*What is needed*: Your task is to return the line containing "94, row 84." plus every line after it, exactly and with nothing added.

Labeled-object pointing entries
================================

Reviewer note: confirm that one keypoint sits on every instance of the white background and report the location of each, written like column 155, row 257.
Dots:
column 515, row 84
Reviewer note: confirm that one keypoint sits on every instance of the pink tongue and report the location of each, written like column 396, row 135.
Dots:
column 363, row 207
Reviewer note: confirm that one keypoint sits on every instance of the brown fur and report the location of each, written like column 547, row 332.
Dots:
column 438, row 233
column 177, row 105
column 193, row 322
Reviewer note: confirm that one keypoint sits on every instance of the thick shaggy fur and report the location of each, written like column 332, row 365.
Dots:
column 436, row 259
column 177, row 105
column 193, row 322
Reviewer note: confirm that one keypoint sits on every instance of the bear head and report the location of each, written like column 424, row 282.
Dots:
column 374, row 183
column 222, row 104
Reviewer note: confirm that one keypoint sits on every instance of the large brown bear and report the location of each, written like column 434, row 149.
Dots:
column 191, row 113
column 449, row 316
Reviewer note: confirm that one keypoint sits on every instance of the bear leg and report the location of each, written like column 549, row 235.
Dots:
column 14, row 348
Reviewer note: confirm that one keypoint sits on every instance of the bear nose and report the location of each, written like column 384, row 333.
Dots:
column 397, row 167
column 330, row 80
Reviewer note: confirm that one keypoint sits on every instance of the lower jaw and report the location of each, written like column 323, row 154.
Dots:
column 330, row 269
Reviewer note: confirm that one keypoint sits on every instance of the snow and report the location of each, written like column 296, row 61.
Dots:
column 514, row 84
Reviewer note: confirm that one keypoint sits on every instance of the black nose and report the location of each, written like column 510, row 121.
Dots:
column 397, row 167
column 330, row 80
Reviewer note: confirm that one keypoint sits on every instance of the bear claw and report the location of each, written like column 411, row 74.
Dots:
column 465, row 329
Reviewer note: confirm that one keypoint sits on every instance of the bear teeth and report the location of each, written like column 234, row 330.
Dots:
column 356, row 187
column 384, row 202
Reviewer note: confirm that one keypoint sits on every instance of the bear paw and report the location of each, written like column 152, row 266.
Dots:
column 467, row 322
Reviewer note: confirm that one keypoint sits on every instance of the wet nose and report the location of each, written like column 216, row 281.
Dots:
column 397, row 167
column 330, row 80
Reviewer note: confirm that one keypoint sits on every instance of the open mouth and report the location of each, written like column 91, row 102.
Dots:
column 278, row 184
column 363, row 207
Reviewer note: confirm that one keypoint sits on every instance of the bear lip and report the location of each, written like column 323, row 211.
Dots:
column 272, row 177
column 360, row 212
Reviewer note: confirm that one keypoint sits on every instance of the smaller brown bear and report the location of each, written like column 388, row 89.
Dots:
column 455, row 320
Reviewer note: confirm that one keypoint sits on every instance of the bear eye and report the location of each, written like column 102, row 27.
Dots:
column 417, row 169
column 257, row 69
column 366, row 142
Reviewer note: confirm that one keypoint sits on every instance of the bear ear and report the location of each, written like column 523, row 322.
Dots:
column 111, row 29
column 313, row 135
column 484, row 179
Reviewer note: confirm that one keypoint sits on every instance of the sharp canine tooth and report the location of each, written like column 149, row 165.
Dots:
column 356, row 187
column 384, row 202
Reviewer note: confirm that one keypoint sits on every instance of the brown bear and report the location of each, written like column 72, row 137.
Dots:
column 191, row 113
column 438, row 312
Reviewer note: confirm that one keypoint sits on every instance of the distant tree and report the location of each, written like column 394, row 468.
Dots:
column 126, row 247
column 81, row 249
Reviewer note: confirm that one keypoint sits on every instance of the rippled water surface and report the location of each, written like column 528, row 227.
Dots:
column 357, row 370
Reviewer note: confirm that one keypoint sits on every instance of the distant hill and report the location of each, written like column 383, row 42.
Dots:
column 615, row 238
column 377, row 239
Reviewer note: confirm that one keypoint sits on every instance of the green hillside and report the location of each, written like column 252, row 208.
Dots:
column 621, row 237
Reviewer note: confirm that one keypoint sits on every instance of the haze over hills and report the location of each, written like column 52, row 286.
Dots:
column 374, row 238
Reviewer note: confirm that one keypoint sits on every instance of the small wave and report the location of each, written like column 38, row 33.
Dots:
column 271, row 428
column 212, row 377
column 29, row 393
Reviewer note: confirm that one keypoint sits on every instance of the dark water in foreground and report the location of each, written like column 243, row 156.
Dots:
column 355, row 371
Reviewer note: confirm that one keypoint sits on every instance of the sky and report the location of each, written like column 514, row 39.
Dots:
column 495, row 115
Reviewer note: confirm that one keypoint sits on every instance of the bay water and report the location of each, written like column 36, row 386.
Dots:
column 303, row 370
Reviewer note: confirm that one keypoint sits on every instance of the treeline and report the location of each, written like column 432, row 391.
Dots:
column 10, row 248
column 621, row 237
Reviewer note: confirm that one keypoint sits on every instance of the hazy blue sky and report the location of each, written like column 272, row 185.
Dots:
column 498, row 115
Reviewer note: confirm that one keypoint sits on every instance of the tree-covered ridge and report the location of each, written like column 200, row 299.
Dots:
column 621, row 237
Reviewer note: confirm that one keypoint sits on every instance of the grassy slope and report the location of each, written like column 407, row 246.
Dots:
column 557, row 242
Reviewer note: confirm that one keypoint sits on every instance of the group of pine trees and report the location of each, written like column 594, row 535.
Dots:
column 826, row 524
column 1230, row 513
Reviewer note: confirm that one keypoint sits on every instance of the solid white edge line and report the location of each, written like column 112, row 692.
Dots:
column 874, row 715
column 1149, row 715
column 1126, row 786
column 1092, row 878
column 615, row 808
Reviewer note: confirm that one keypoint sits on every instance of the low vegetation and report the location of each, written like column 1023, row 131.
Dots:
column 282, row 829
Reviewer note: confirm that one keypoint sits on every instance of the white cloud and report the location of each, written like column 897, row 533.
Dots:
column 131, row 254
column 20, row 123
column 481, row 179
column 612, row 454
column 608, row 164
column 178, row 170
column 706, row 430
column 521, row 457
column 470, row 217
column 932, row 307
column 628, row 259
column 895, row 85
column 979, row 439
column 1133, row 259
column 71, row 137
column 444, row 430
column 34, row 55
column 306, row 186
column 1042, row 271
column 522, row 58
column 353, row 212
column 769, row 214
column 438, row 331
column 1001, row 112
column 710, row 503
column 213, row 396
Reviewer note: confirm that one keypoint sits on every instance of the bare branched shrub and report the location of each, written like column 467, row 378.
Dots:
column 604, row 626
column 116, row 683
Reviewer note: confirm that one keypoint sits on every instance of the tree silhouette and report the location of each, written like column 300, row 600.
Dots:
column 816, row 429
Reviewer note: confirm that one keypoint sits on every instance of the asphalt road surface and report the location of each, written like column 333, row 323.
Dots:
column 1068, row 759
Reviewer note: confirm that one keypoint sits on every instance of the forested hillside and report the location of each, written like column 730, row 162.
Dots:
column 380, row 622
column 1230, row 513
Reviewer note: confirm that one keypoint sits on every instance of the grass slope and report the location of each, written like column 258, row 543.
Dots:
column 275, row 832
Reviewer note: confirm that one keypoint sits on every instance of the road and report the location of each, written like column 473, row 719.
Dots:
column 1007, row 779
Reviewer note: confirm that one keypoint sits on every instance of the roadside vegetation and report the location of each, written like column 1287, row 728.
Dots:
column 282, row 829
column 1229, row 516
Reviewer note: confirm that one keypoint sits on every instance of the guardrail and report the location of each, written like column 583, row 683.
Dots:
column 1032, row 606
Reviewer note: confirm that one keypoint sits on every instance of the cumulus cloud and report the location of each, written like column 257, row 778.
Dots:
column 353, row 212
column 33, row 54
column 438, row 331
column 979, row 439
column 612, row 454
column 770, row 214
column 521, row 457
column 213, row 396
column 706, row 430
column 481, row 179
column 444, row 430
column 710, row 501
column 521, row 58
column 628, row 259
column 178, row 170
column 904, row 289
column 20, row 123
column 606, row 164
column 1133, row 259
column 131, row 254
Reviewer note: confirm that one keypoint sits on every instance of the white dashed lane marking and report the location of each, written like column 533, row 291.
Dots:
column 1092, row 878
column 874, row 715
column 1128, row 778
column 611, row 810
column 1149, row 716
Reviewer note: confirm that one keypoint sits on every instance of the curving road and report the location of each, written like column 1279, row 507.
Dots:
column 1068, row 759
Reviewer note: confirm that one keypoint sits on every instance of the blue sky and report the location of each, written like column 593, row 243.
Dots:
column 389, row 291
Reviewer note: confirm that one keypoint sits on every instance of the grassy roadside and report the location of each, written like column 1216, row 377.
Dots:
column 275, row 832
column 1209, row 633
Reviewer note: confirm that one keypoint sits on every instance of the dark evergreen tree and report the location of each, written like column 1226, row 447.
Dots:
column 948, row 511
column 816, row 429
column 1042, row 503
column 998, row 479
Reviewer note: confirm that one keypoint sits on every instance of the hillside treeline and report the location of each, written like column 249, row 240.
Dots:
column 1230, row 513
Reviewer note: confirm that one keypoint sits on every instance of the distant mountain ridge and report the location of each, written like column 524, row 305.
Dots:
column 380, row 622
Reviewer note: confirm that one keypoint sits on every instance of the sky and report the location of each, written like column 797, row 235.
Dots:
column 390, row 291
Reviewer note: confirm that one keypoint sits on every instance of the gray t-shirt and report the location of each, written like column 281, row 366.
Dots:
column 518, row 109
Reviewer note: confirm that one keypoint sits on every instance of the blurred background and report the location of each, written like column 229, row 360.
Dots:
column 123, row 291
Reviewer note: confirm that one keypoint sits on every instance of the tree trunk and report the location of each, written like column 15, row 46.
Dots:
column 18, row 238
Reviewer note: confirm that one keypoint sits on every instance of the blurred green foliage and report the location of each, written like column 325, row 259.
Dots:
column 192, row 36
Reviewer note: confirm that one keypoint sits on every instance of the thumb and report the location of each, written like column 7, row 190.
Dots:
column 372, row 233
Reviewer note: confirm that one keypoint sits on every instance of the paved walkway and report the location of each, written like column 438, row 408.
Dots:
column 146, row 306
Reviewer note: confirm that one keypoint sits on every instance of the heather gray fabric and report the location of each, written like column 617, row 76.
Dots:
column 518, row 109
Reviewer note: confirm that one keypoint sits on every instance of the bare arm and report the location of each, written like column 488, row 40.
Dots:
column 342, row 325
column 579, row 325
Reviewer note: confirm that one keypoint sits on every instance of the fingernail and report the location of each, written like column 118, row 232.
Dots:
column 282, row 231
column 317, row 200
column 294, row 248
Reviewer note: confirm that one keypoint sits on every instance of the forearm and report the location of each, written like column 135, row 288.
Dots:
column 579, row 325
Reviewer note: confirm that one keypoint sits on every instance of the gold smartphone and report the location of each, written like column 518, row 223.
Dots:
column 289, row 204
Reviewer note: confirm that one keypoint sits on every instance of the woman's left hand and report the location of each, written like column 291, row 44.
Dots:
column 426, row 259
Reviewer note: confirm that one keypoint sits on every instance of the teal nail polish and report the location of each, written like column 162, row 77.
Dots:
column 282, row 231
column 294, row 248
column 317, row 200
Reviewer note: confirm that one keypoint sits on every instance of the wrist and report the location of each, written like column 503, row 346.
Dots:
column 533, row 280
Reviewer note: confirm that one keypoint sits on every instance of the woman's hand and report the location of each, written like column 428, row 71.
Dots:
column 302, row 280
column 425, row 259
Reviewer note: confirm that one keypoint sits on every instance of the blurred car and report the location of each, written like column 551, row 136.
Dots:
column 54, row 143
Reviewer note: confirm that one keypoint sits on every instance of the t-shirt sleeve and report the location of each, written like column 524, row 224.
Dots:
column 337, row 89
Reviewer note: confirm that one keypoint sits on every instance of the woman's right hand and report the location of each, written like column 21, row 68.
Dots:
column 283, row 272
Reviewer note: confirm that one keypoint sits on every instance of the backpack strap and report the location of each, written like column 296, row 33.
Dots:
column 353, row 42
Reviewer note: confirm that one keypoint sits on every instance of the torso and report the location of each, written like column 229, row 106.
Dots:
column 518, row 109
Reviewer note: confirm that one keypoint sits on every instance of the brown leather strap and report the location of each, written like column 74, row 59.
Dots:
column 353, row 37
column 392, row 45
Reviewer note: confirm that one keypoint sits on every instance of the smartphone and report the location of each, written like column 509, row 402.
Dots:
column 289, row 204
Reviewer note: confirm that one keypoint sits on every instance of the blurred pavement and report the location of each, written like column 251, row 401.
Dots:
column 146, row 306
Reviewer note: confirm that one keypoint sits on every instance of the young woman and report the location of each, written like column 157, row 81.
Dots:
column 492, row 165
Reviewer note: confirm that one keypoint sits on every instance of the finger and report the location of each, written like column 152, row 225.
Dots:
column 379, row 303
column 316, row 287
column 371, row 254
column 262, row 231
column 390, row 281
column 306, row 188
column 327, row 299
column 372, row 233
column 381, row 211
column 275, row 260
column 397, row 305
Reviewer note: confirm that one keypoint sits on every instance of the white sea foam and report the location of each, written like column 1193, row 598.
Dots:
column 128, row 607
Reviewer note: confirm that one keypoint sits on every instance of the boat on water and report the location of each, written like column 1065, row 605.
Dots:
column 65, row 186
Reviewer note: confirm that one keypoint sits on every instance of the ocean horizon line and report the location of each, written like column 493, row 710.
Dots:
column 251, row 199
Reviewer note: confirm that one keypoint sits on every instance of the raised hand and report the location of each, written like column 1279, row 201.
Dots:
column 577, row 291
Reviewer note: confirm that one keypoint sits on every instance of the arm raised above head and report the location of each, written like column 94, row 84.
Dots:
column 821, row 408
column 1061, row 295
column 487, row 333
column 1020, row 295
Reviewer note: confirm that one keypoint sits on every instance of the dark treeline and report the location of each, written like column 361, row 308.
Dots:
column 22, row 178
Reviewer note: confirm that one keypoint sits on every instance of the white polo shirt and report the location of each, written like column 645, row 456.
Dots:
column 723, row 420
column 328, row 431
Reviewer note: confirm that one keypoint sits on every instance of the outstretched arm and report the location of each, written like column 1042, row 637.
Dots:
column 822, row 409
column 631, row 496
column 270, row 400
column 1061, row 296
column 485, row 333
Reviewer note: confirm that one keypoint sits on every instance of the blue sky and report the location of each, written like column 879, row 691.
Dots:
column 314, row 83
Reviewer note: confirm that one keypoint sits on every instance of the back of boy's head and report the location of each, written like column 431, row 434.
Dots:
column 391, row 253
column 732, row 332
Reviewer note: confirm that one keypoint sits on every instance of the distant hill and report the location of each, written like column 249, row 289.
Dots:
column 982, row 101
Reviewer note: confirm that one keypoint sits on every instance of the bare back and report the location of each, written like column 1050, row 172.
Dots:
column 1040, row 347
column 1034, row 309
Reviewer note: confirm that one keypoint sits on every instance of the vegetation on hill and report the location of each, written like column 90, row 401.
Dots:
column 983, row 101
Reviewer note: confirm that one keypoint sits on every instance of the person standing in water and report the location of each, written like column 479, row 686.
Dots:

================================

*Result for this exercise*:
Reviewer note: confirm that one keypoint sits on every instance of the arm raised above head and report the location of each, written like column 94, row 84.
Dots:
column 821, row 408
column 1061, row 295
column 487, row 333
column 1020, row 295
Reviewer note: confirm that one keypoint sits on every instance of the dark treeline and report the location of each, written like column 361, row 308.
Dots:
column 22, row 178
Reviewer note: confirm that one keypoint sits on every instance of the white polo shirt and report the location of each, written like column 645, row 456.
Dots:
column 723, row 420
column 328, row 431
Reviewer note: confirm that one keypoint sits on every instance of the outstretched arm and report the location of each, written like column 1042, row 637.
Dots:
column 822, row 409
column 631, row 496
column 270, row 400
column 1061, row 296
column 485, row 333
Reviewer note: confirm that one keypoint sits on every instance of the blue sky and report the location of each, written like column 879, row 691.
Dots:
column 314, row 83
Reviewer note: confirm that one keypoint sits on every instance of the back of boy's head and report the location of each, written like column 431, row 434.
Dots:
column 391, row 253
column 732, row 332
Reviewer note: confirm that one keypoint sits on every instance of the distant hill and report the location of each, written like column 249, row 289.
Dots:
column 982, row 101
Reviewer note: confirm that one keypoint sits on every instance of the bare back and report the location of each, written like column 1050, row 172.
Dots:
column 1040, row 347
column 1034, row 309
Reviewer note: confirm that one keypoint sits on every instance of the vegetation on hill and report the location of each, written like column 90, row 401.
Dots:
column 983, row 101
Reviewer note: confirm that one keypoint sits on every instance of the person standing in water and report the location of each, written like column 479, row 686.
Dots:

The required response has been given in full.